> **EXCERTO PARA LER**
▬▬▬▬▬▬

Onde então é que entra o stand-up?
CM: Não entra. Deixa-me corrigir, eu não faço stand-up nem nunca fiz. Esta forma de comédia é um texto que se escreve em casa com piadas já preparadas e subimos a um palco com todo esse material sobre determinados assuntos. O que faço é improvisão, eu chego, não tenho nada absolutamente preparado, faço uma improvisão ou outra, chamo uma pessoa faço uma música sobre a sua vida e nada daquilo é preparado, é improve comedy, uma improvisão teatral, não no absoluto do termo, porque não é um espectáculo, porém não é stand-up, porque não o faço e nem tenho jeito.

Como é um espéctaculo sem rede, já aconteceu as pessoas não gostarem?
CM: Nunca me aconteceu, felizmente. O desafio é esse, quando vamos a um circo dámos mais valor a um trapezista, e não sabemos bem porquê, que faça o seu número sem rede, sem nada, do que um artista que tenha uma rede em baixo. Tem ambos valor, porque as manobras são igualmente difícieis, só que um tem rede e o outro esta sem segurança nenhuma e não há diferença. O que eu não faço não é diferente do que os meus colegas fazem, é um trabalho complicado, é outro tipo, porque o deles tem um texto e estão safos porque sabem do que vão falar, eu faço exactamente o contrário, são as mesmas manobras, mas sem a rede.

▬▬▬▬▬▬

> **DADOS DE ENTRADA**

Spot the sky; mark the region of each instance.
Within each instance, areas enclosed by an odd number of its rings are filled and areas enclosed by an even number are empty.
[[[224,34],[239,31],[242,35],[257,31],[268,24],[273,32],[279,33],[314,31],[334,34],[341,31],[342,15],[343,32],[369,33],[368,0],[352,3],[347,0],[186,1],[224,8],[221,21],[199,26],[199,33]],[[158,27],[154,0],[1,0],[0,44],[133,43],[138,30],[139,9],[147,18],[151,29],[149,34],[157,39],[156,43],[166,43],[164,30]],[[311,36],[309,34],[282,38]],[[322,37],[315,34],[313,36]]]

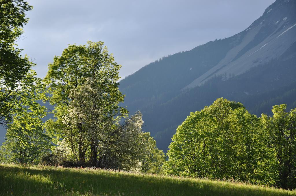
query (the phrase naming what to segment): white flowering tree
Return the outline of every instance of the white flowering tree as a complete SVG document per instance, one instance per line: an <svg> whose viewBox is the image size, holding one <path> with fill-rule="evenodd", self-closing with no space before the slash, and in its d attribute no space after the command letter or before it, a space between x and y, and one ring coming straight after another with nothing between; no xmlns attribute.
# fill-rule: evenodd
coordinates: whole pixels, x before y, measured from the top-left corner
<svg viewBox="0 0 296 196"><path fill-rule="evenodd" d="M121 66L103 43L88 44L69 45L49 65L44 81L56 119L45 126L54 143L64 140L77 161L94 166L104 133L112 132L127 111L118 106L124 97L117 82Z"/></svg>

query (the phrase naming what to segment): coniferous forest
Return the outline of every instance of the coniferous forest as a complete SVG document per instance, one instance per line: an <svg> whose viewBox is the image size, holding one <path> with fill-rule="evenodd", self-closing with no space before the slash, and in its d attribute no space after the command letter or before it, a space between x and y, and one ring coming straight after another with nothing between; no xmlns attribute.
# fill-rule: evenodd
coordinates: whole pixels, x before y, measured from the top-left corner
<svg viewBox="0 0 296 196"><path fill-rule="evenodd" d="M152 182L155 180L162 183L165 182L168 184L174 184L175 182L172 182L175 180L173 178L176 178L176 182L183 180L178 178L179 177L194 181L195 179L233 181L290 190L296 189L296 97L295 72L291 71L295 71L294 59L285 59L285 67L281 68L284 69L282 77L292 81L292 84L285 86L287 89L279 85L277 87L271 85L272 87L265 85L264 77L273 77L274 71L279 68L276 66L280 60L272 59L268 65L253 68L240 75L222 74L212 77L207 83L197 87L199 89L198 92L189 89L186 92L186 96L184 94L177 96L172 102L162 105L158 109L160 111L165 108L170 115L176 113L176 108L182 107L181 105L173 107L174 103L178 102L178 100L185 101L188 94L190 95L190 100L204 100L197 102L194 107L189 108L195 111L197 105L203 107L191 112L183 119L172 137L170 133L166 133L165 128L162 130L160 136L155 130L153 136L163 139L166 137L165 140L170 143L168 146L163 146L165 143L159 145L158 143L157 146L156 141L150 133L145 131L141 112L135 112L133 108L132 112L130 112L128 107L123 106L125 97L128 95L124 94L120 90L119 74L121 66L115 61L113 54L104 42L89 41L85 45L69 45L61 54L52 57L52 61L49 62L46 76L39 78L34 70L34 63L28 57L22 54L22 49L16 45L20 41L18 38L23 33L24 26L28 21L26 17L26 12L33 7L24 0L0 0L0 123L7 130L5 141L0 147L0 170L3 174L8 174L5 173L8 172L8 168L14 166L12 164L14 164L20 169L23 170L19 174L26 174L25 171L28 169L30 172L36 172L37 175L39 172L37 171L43 171L42 167L48 166L53 167L50 168L58 168L61 172L67 171L69 175L74 175L75 173L73 176L78 179L82 176L80 175L86 175L88 172L92 174L92 170L106 170L102 172L108 174L97 175L102 175L100 177L105 177L104 180L106 182L113 177L115 179L114 176L116 175L123 178L124 175L133 175L127 172L134 172L157 175L155 177L160 178L154 180L149 178L153 176L147 176L147 180ZM221 46L225 48L228 46L225 44ZM288 52L295 49L295 45L294 43ZM216 58L218 58L225 54L217 53L215 55ZM218 58L213 58L212 60L219 61ZM174 61L173 59L165 58L159 62L171 60ZM268 66L269 70L273 71L265 72ZM289 68L285 69L285 68ZM262 85L266 87L266 91L259 95L252 94L247 99L240 92L236 93L239 91L238 84L246 81L249 82L246 84L246 88L252 88L254 92L256 88L259 89L260 84L256 85L255 82L252 82L254 78L261 77L263 72L266 73L265 76L261 77L262 81L264 81ZM251 75L252 76L250 78ZM134 76L135 78L136 77ZM135 78L133 80L136 80ZM124 80L123 85L128 82L126 81L126 79ZM172 88L176 88L176 85L172 85ZM229 93L232 93L232 97L239 100L230 101L220 98L218 89L221 89L232 92ZM131 89L126 88L123 91L128 93ZM150 94L147 97L154 93L150 92L153 89L149 88L146 90L145 93ZM167 90L166 92L163 90L162 96L150 100L153 103L145 106L145 115L152 111L158 113L154 107L157 105L157 102L166 96L171 96L168 94L170 93L175 93ZM210 104L208 103L211 100L207 99L209 93L216 96L215 100ZM280 96L268 99L279 94ZM146 96L139 95L139 97L142 96ZM258 98L259 96L264 97ZM280 104L273 104L279 100L284 100L282 98L285 96L290 101ZM252 105L251 110L248 111L248 107L239 102L241 100L248 107ZM137 101L134 100L134 103L136 103ZM270 107L271 104L273 107ZM190 104L186 106L190 107ZM258 114L264 110L263 108L271 112ZM183 113L187 110L180 108L177 111ZM177 117L167 121L178 123L178 118L181 115L176 114ZM147 117L151 122L153 117ZM170 123L168 124L173 123ZM167 152L165 150L168 148ZM36 167L26 168L27 166ZM76 169L63 170L61 167ZM83 170L84 168L91 169L89 168L87 169L90 170L82 172L81 174L79 173L81 172L75 170ZM51 171L54 169L49 169ZM123 173L112 174L117 170ZM0 185L0 189L2 189L4 195L9 192L12 194L13 189L9 186L12 187L14 183L18 183L16 180L9 181L9 175L12 173L9 172L9 175L0 174L0 182L3 182L0 184L4 185ZM54 172L48 172L52 174ZM49 173L46 175L50 175ZM17 179L19 176L16 176ZM136 184L143 180L135 176L134 180L137 182ZM86 179L87 177L86 177ZM121 179L118 179L117 180ZM116 182L116 180L112 180ZM126 182L125 180L122 179L123 182ZM196 182L187 180L176 182L178 185L174 186L176 189L186 189L187 188L181 187L180 184L188 184L191 187L190 183ZM118 182L114 182L115 184ZM65 187L70 184L63 183ZM128 186L128 184L123 184ZM72 186L72 190L76 190L75 186ZM120 188L119 184L118 186L118 191L127 191L121 189L122 187ZM92 191L91 187L87 189ZM44 190L50 187L46 187ZM60 188L64 190L62 187ZM27 191L18 194L28 194L32 191L28 188ZM84 188L81 187L80 189ZM157 188L161 189L160 187ZM211 189L216 191L214 188ZM188 190L191 191L190 189ZM88 192L87 190L85 192ZM115 191L114 194L110 195L120 195ZM56 191L54 190L52 193L58 194ZM141 194L136 192L139 191L135 190L136 192L133 194ZM174 191L176 194L178 191ZM198 192L192 191L191 194ZM219 194L219 191L217 191L207 192L206 195ZM63 195L79 195L74 194L74 192L71 194L62 192ZM146 192L147 195L160 194ZM169 192L170 195L174 194ZM228 195L238 193L245 194L243 192L223 192ZM264 194L264 192L260 194ZM295 191L289 192L292 195ZM253 193L248 194L251 195Z"/></svg>

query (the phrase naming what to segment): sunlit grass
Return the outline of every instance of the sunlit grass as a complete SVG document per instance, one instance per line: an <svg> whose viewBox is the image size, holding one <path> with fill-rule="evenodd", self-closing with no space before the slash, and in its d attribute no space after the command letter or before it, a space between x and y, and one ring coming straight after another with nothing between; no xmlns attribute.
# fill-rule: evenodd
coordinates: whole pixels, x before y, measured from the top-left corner
<svg viewBox="0 0 296 196"><path fill-rule="evenodd" d="M296 195L296 191L92 168L4 164L0 195Z"/></svg>

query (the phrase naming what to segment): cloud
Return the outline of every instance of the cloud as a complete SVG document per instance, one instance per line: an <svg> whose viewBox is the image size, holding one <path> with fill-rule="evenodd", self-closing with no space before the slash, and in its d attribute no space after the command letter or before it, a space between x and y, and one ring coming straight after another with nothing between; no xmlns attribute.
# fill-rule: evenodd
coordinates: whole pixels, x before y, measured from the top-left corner
<svg viewBox="0 0 296 196"><path fill-rule="evenodd" d="M33 5L18 43L44 77L68 44L104 41L124 77L151 62L244 30L274 0L28 0Z"/></svg>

▬▬▬▬▬▬

> **O QUE FAZER**
Indique se cada afirmação abaixo está de acordo com o excerto sobre improvisação e stand-up. Responda sim ou não e cite, sem alterações, as palavras do excerto que decidem.
(a) O entrevistado já fez stand-up no passado.
(b) O entrevistado chama uma pessoa e faz uma música sobre a vida dela.
(c) Já aconteceu ao entrevistado as pessoas não gostarem do que ele faz.

> **RESPOSTA AO PROBLEMA**
(a) Não: "eu não faço stand-up nem nunca fiz"
(b) Sim: "chamo uma pessoa faço uma música sobre a sua vida"
(c) Não: "Nunca me aconteceu, felizmente."